EXERCISE:
Retype, word for word, every line starting at the line with "Where can the jacket pocket" and ending with the final line of the entries; skip the pictures.

Segment Start: SUPPLIED MATERIAL

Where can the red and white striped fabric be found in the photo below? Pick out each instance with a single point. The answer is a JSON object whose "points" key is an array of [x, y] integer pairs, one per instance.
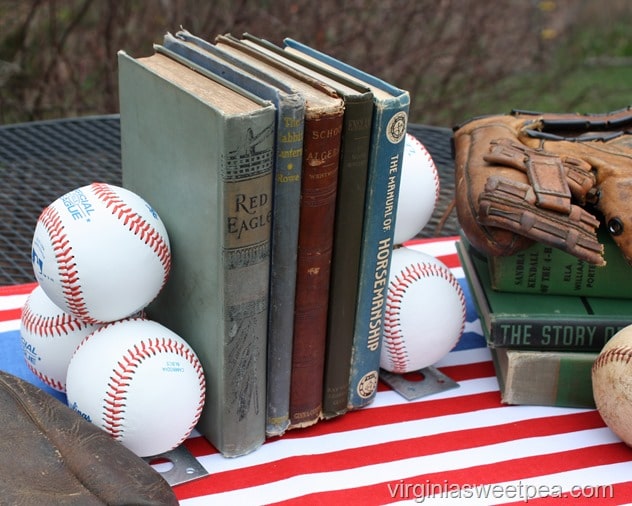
{"points": [[459, 446]]}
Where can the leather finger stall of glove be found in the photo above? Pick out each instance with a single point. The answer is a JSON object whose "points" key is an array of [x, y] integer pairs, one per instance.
{"points": [[551, 178], [50, 455]]}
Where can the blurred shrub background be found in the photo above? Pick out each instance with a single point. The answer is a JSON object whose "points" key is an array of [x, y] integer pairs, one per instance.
{"points": [[458, 58]]}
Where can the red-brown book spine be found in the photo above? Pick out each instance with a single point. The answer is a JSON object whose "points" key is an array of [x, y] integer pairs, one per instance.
{"points": [[321, 156]]}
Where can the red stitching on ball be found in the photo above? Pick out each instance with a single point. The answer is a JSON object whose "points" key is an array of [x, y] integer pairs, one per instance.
{"points": [[50, 326], [135, 223], [67, 268], [115, 402], [393, 335], [618, 354]]}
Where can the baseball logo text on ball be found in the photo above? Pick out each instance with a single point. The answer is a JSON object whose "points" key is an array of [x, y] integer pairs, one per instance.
{"points": [[138, 381], [100, 253], [425, 312]]}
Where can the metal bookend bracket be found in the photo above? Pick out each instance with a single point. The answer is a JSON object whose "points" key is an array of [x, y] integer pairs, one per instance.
{"points": [[411, 386], [179, 466]]}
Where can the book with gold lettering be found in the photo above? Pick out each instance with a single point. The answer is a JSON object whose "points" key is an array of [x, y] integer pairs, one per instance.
{"points": [[324, 114], [540, 322], [348, 225], [390, 118], [290, 109], [202, 151]]}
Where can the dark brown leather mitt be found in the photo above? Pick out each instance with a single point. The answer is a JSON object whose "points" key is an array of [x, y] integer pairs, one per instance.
{"points": [[546, 177], [50, 455]]}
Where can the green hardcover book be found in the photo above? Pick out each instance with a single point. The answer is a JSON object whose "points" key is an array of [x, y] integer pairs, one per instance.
{"points": [[290, 108], [544, 378], [540, 322], [345, 260], [201, 150], [324, 114], [544, 269]]}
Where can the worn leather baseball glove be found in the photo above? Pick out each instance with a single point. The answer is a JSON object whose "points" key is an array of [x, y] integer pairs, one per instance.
{"points": [[552, 178], [50, 455]]}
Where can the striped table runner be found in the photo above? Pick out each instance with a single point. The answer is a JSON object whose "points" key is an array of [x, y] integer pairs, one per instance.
{"points": [[461, 446]]}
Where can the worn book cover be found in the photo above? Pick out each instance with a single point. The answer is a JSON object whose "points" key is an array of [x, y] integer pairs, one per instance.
{"points": [[543, 269], [324, 112], [290, 116], [540, 322], [201, 150], [388, 130], [348, 225], [545, 378]]}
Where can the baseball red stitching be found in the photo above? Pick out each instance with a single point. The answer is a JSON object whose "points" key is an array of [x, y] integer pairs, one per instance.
{"points": [[50, 326], [122, 375], [430, 161], [617, 354], [393, 336], [57, 385], [135, 223], [67, 267]]}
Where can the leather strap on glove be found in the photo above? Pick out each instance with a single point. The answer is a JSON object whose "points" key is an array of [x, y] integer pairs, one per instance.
{"points": [[551, 178]]}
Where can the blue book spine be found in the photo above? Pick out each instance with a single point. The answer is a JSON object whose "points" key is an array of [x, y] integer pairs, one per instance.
{"points": [[285, 216], [385, 163]]}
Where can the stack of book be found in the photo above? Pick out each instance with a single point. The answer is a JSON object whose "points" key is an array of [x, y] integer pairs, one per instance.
{"points": [[546, 315], [276, 171]]}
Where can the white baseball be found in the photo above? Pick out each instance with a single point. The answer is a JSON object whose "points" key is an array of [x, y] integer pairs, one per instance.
{"points": [[425, 312], [100, 252], [138, 381], [612, 384], [50, 337], [418, 191]]}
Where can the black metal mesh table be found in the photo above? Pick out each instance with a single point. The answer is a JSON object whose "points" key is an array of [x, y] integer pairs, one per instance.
{"points": [[42, 160]]}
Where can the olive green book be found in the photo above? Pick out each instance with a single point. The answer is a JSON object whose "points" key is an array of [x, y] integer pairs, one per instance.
{"points": [[201, 151], [543, 269], [540, 322], [544, 378]]}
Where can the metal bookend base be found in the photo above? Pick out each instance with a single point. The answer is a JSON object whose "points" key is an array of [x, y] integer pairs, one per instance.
{"points": [[411, 386], [182, 466]]}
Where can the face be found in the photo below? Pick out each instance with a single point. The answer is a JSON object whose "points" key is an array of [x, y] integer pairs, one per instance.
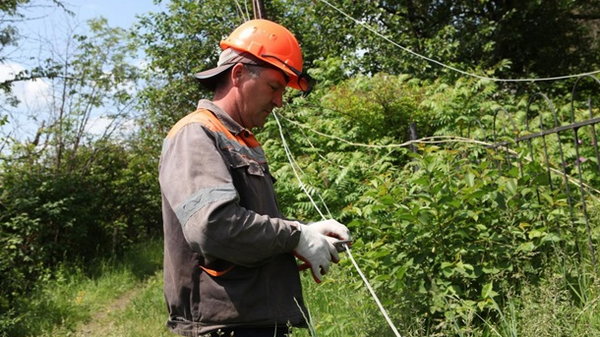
{"points": [[261, 90]]}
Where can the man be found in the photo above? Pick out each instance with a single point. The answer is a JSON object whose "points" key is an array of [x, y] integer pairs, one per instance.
{"points": [[229, 266]]}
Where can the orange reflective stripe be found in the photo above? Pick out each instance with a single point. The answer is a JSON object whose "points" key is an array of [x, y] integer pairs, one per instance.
{"points": [[212, 122], [216, 273]]}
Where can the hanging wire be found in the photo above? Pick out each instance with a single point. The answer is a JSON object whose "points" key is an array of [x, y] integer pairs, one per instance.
{"points": [[290, 158], [365, 280], [454, 68]]}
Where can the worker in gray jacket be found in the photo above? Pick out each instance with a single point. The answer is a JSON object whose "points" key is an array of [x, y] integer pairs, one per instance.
{"points": [[229, 265]]}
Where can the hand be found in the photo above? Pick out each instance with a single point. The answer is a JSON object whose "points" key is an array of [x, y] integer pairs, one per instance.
{"points": [[332, 229], [317, 250]]}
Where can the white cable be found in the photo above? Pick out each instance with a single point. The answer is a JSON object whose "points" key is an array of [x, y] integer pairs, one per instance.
{"points": [[381, 308], [377, 301], [290, 159], [456, 69]]}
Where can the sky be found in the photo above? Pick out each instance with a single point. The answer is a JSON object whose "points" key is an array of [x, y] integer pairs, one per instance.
{"points": [[45, 27]]}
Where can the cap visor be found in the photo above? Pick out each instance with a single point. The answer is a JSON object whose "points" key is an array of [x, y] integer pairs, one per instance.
{"points": [[208, 77]]}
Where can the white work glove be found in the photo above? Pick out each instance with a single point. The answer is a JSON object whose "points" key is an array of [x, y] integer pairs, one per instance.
{"points": [[332, 229], [316, 250]]}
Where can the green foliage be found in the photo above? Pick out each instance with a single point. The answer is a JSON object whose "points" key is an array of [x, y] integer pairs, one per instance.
{"points": [[448, 234]]}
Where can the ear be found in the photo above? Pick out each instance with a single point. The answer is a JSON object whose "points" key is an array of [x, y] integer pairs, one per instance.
{"points": [[236, 74]]}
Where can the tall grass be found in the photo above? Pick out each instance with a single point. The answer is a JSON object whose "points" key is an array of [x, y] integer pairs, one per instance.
{"points": [[76, 293], [566, 302]]}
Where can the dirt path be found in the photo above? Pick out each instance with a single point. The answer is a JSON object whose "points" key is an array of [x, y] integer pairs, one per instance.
{"points": [[101, 323]]}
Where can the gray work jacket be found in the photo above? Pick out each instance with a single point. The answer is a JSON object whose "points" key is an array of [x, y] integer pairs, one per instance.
{"points": [[220, 213]]}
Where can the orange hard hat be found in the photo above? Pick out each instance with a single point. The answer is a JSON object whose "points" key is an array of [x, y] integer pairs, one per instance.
{"points": [[273, 44]]}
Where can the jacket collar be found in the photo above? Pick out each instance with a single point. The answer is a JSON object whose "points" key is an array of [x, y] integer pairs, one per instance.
{"points": [[234, 127]]}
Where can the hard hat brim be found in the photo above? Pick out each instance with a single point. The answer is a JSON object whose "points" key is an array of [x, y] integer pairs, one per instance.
{"points": [[209, 78]]}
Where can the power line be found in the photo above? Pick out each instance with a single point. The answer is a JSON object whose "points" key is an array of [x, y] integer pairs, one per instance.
{"points": [[555, 78]]}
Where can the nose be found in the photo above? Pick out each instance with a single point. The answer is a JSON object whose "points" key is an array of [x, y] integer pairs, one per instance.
{"points": [[278, 99]]}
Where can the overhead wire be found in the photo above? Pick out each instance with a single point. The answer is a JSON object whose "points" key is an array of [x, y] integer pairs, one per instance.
{"points": [[346, 247], [540, 79]]}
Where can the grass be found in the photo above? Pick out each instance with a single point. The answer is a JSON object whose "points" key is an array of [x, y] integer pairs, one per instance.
{"points": [[76, 294], [124, 299]]}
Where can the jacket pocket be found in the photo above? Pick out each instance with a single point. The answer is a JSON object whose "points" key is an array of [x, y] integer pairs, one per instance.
{"points": [[240, 161]]}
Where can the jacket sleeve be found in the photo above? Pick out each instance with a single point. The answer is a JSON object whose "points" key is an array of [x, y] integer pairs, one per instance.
{"points": [[196, 182]]}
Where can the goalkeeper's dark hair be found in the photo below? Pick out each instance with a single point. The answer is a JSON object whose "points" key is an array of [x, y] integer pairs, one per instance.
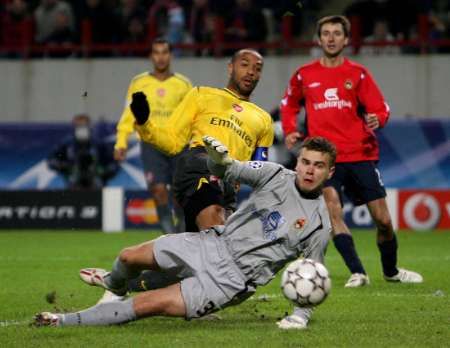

Segment End: SUPPLIED MATERIAL

RESPONSE:
Where can the jacket pocket be found in the photo above? Pick out each instance with a single point. The answer is a JSON object whose "points" key is an array of [x, y] integer pairs, one per instance.
{"points": [[240, 161]]}
Where can the jacket sleeve be found in the photo above? Pick out each instance with a single point. The answer is a JSON object whose "points" key is an array of [x, y] integer pairs, one per instance.
{"points": [[196, 182]]}
Where can the goalkeeper's dark hair be found in the photo below? Pick out each instance with a single point. The answer is a JSON object whose "points" key is an array of [x, y] integer pairs, one per instance.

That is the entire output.